Start of Block
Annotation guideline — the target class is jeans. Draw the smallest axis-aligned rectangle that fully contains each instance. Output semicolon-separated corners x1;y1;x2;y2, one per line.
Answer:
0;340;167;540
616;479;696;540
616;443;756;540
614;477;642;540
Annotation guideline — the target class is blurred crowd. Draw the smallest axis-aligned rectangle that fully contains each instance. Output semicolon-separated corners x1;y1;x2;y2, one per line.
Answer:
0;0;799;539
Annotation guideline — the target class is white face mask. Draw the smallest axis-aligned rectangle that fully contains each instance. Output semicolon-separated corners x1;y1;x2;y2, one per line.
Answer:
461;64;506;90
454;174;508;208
End of Block
Start of Block
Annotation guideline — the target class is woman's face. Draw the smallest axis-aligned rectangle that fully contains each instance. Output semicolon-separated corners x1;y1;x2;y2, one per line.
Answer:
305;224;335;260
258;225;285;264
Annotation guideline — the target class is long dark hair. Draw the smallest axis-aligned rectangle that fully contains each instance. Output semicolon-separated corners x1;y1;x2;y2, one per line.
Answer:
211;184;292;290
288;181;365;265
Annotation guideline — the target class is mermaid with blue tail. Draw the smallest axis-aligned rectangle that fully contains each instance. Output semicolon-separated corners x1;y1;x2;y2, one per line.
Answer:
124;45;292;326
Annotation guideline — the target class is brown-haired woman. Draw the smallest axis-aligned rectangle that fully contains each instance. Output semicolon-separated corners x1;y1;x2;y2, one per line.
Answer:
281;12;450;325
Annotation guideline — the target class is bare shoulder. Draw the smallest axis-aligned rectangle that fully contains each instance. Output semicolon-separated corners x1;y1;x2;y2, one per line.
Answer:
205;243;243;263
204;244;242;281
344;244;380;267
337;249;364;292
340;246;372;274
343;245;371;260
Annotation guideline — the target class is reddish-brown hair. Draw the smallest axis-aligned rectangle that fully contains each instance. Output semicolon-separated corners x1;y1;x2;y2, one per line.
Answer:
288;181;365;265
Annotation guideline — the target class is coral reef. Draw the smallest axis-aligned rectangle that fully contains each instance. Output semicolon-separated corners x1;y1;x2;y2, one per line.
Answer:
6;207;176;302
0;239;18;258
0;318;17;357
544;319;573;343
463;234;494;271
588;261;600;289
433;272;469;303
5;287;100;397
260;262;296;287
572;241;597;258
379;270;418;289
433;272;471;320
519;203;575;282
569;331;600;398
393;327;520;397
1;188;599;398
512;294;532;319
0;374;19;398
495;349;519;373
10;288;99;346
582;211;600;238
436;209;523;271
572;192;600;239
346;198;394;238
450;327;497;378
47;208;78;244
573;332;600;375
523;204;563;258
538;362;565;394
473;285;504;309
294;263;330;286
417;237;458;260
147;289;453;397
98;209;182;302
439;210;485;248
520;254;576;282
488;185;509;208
End of Block
Search the records above for "brown" and copy every line that has it.

▸ Expected answer:
Annotation guideline — the target class is brown-haired woman. Draw the smallest axis-aligned rectangle that fully contains each instance. Output semicolon-separated corners x1;y1;x2;y2, one per line.
Annotation guideline — the target class is reddish-brown hair. Draw the smallest axis-aligned rectangle that fully contains each instance. Output semicolon-separated corners x1;y1;x2;y2, one per line.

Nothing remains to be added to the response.